**DATA PROVIDED**
= Beginning of Section =

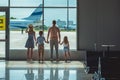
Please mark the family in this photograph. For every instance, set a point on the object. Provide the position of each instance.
(53, 37)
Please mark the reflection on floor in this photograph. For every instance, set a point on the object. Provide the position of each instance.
(22, 70)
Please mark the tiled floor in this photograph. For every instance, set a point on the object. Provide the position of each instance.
(22, 70)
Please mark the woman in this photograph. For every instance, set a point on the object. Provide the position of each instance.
(30, 42)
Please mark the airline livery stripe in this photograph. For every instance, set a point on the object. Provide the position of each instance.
(37, 13)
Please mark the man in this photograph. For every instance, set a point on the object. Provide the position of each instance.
(55, 38)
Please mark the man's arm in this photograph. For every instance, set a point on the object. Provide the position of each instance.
(48, 34)
(59, 35)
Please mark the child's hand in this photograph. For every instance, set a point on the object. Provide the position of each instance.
(47, 41)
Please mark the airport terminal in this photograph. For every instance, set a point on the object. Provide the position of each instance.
(91, 27)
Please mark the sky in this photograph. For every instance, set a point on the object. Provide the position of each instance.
(50, 14)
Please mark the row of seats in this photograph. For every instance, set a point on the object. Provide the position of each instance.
(110, 65)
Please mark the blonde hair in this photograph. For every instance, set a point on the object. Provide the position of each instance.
(65, 40)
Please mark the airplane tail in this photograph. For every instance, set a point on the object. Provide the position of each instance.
(36, 15)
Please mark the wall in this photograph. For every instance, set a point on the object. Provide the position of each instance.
(98, 22)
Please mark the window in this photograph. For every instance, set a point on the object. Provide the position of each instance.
(63, 11)
(3, 3)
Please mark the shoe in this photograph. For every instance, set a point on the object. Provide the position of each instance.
(57, 60)
(51, 60)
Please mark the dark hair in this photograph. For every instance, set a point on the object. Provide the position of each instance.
(40, 32)
(54, 22)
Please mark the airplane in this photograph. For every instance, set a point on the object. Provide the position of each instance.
(23, 23)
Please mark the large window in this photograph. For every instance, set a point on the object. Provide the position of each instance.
(22, 13)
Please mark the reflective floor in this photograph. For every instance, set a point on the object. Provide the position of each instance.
(22, 70)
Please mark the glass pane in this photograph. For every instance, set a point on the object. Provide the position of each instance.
(2, 70)
(3, 2)
(72, 28)
(2, 49)
(55, 3)
(72, 3)
(25, 2)
(2, 25)
(20, 18)
(58, 14)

= End of Section =

**ASSIGNMENT**
The lines from the one containing "Please mark the large" through the final line of the listing above are to be repeated exactly, and nothing else is to be printed.

**RESPONSE TO THE TASK**
Please mark the large window in this photograph. For every instance, set a point on the object. Provide the position of each instance.
(22, 13)
Please mark the reflective floor in this photograph. For every instance, set a point on the object. Provide the position of each instance.
(22, 70)
Please mark the glass pane in this photograph. For every instance, set a point on the object. Provide the position of each instance.
(2, 70)
(3, 2)
(72, 28)
(2, 49)
(55, 3)
(72, 3)
(25, 2)
(2, 25)
(20, 18)
(58, 14)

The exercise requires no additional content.